# The problem:
Looking through the data, please report how many lines contain the string "table", giving nothing but the number.

# Records from a data source:
━━━━

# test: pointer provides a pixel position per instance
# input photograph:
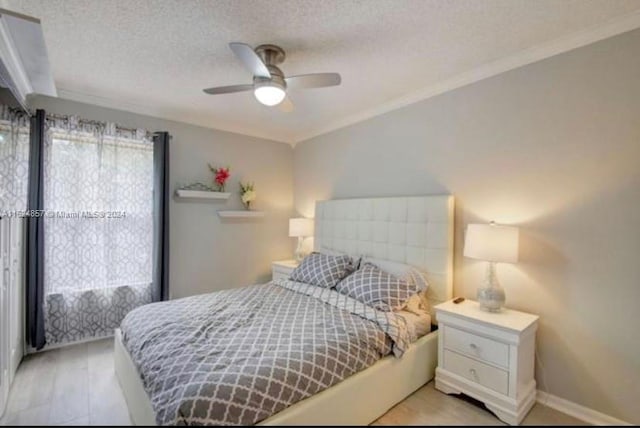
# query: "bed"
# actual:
(413, 230)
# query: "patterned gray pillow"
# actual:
(322, 270)
(377, 288)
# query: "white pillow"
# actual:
(406, 273)
(355, 261)
(403, 271)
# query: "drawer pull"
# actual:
(473, 373)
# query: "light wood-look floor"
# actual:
(76, 385)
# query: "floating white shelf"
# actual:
(201, 194)
(241, 214)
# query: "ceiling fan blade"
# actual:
(286, 105)
(228, 89)
(250, 59)
(315, 80)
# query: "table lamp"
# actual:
(300, 228)
(494, 244)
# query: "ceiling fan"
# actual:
(269, 82)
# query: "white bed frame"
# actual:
(413, 230)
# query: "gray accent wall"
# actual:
(206, 252)
(553, 147)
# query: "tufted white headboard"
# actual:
(414, 230)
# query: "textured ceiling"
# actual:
(157, 56)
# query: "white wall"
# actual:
(553, 147)
(207, 253)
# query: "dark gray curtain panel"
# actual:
(35, 235)
(161, 216)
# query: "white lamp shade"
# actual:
(300, 227)
(492, 243)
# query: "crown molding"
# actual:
(162, 113)
(612, 28)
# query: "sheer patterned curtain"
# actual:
(14, 160)
(98, 226)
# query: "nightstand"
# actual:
(488, 356)
(283, 269)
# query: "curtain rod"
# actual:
(94, 122)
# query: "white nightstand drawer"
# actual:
(475, 371)
(475, 346)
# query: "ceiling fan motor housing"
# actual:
(277, 78)
(270, 54)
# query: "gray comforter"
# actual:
(236, 357)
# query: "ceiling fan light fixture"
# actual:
(269, 95)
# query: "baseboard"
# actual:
(583, 413)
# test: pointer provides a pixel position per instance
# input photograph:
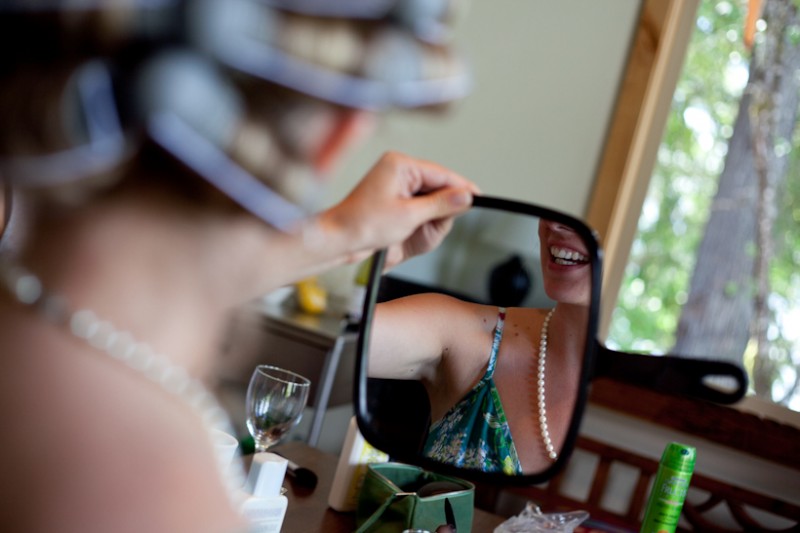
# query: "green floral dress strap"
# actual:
(474, 433)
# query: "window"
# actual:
(695, 205)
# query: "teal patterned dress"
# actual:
(474, 433)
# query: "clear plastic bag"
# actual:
(532, 520)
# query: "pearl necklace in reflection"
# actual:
(28, 290)
(540, 386)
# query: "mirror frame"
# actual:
(363, 416)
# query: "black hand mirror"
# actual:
(476, 358)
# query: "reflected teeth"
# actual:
(563, 256)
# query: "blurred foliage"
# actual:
(690, 160)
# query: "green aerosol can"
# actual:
(669, 490)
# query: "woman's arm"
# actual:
(413, 338)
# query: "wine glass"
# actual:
(275, 401)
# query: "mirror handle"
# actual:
(704, 379)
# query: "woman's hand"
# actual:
(402, 203)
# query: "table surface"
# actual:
(308, 509)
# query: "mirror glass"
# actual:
(459, 364)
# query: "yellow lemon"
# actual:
(311, 297)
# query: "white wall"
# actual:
(546, 76)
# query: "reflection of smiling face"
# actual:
(565, 264)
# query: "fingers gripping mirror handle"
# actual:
(715, 381)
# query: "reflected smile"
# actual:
(564, 256)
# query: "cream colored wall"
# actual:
(546, 76)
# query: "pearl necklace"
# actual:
(28, 290)
(540, 385)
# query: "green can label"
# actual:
(668, 495)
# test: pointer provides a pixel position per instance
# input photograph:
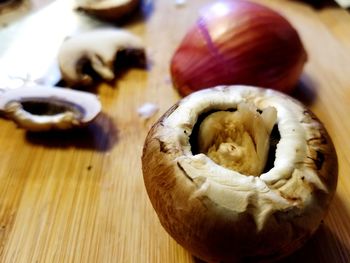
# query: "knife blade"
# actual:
(28, 47)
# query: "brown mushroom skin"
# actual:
(214, 233)
(112, 13)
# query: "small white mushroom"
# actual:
(111, 10)
(42, 108)
(95, 53)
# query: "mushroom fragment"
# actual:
(95, 53)
(41, 108)
(111, 10)
(239, 173)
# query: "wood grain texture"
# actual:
(78, 196)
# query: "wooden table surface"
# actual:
(78, 196)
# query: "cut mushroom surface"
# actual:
(206, 171)
(95, 53)
(41, 108)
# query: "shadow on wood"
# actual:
(325, 245)
(305, 90)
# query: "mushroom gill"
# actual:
(238, 140)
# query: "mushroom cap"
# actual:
(41, 108)
(223, 215)
(110, 10)
(96, 48)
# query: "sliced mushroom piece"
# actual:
(41, 108)
(84, 57)
(111, 10)
(239, 174)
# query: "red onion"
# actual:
(238, 42)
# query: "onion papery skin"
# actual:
(238, 42)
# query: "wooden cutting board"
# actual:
(79, 196)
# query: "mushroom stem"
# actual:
(238, 140)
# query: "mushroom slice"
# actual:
(96, 52)
(41, 108)
(239, 173)
(111, 10)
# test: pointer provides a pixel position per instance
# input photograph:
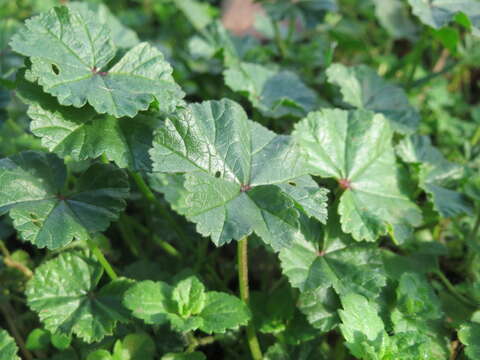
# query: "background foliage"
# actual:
(142, 141)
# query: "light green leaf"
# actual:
(355, 268)
(223, 311)
(438, 13)
(240, 177)
(121, 36)
(8, 348)
(184, 356)
(275, 93)
(189, 294)
(363, 88)
(72, 65)
(154, 303)
(362, 328)
(38, 339)
(83, 134)
(469, 335)
(150, 301)
(32, 190)
(436, 176)
(135, 346)
(416, 298)
(320, 307)
(64, 293)
(355, 148)
(394, 16)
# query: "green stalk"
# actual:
(102, 259)
(282, 47)
(242, 257)
(150, 196)
(454, 291)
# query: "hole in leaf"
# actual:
(55, 69)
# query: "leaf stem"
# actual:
(242, 257)
(150, 196)
(9, 262)
(102, 259)
(279, 41)
(6, 309)
(453, 290)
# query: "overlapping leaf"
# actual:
(84, 134)
(186, 306)
(64, 294)
(438, 13)
(239, 176)
(8, 348)
(355, 148)
(356, 268)
(436, 175)
(363, 88)
(274, 93)
(73, 65)
(32, 189)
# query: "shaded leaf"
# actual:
(32, 190)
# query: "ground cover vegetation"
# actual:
(174, 187)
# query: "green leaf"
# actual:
(155, 303)
(150, 301)
(362, 328)
(394, 17)
(38, 339)
(275, 93)
(134, 346)
(416, 298)
(436, 176)
(239, 176)
(184, 356)
(438, 13)
(121, 36)
(320, 307)
(83, 134)
(362, 88)
(8, 348)
(32, 190)
(223, 311)
(189, 294)
(73, 64)
(355, 148)
(64, 293)
(355, 268)
(469, 335)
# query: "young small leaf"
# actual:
(274, 93)
(436, 175)
(32, 186)
(363, 88)
(355, 148)
(64, 293)
(8, 348)
(72, 65)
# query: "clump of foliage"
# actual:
(170, 190)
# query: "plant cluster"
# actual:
(307, 190)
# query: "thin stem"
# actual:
(167, 247)
(9, 262)
(150, 196)
(279, 41)
(102, 259)
(11, 322)
(453, 290)
(242, 257)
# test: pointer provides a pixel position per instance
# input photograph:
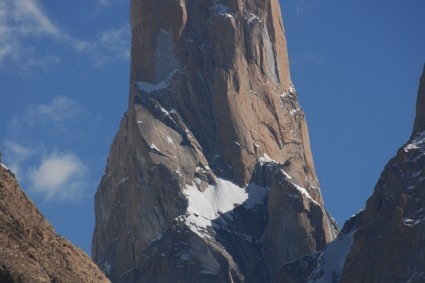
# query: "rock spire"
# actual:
(210, 177)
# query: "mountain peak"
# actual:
(211, 169)
(419, 124)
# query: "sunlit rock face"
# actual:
(210, 177)
(30, 249)
(386, 241)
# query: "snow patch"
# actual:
(265, 158)
(294, 111)
(257, 195)
(148, 87)
(253, 18)
(123, 180)
(169, 140)
(286, 174)
(4, 166)
(215, 200)
(107, 268)
(153, 147)
(417, 143)
(304, 192)
(331, 261)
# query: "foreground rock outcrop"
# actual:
(210, 177)
(386, 241)
(30, 250)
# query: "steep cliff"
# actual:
(386, 241)
(210, 177)
(30, 250)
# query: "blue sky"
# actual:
(64, 68)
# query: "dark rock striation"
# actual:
(386, 241)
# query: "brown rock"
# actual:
(30, 250)
(386, 241)
(420, 106)
(210, 177)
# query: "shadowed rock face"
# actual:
(384, 242)
(390, 233)
(210, 177)
(30, 250)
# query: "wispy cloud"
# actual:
(115, 43)
(59, 177)
(59, 109)
(22, 21)
(17, 154)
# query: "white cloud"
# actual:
(114, 43)
(104, 2)
(22, 21)
(58, 110)
(16, 153)
(59, 177)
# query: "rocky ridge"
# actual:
(30, 249)
(211, 168)
(385, 241)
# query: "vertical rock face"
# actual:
(384, 242)
(210, 177)
(30, 250)
(390, 233)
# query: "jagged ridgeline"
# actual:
(385, 242)
(210, 177)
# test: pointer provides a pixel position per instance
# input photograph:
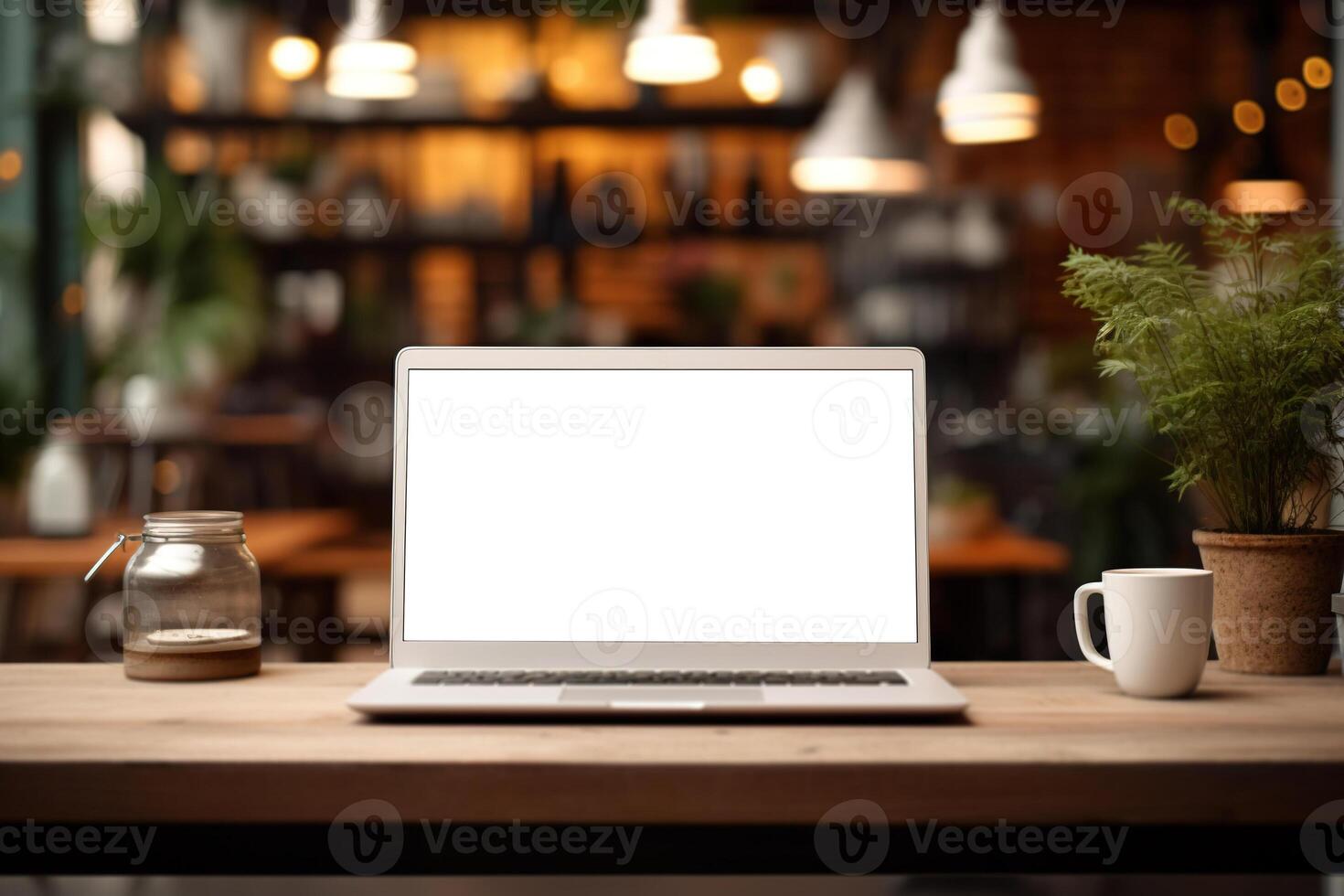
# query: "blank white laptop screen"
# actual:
(728, 506)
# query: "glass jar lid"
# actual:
(194, 526)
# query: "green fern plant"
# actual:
(1241, 366)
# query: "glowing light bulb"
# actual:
(1249, 117)
(672, 59)
(293, 57)
(1290, 94)
(371, 70)
(761, 80)
(1317, 73)
(1180, 131)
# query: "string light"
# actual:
(1317, 73)
(1290, 94)
(761, 80)
(1180, 131)
(1249, 117)
(293, 57)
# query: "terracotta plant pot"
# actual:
(1272, 600)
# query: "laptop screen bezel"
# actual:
(569, 655)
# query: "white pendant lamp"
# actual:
(851, 149)
(666, 48)
(987, 98)
(366, 65)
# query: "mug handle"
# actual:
(1083, 629)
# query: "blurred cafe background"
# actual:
(220, 219)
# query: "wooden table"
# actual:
(268, 763)
(1041, 743)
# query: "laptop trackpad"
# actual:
(636, 695)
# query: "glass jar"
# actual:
(192, 600)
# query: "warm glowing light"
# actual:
(1317, 73)
(761, 80)
(293, 58)
(989, 119)
(371, 70)
(186, 91)
(568, 73)
(11, 164)
(113, 22)
(1180, 131)
(1249, 117)
(1265, 197)
(1290, 94)
(187, 152)
(372, 55)
(672, 59)
(858, 175)
(71, 300)
(167, 477)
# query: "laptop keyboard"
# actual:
(609, 677)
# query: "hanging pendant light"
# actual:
(987, 98)
(1265, 186)
(666, 48)
(851, 149)
(366, 65)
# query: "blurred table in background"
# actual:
(272, 536)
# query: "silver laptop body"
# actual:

━━━━

# Expected output:
5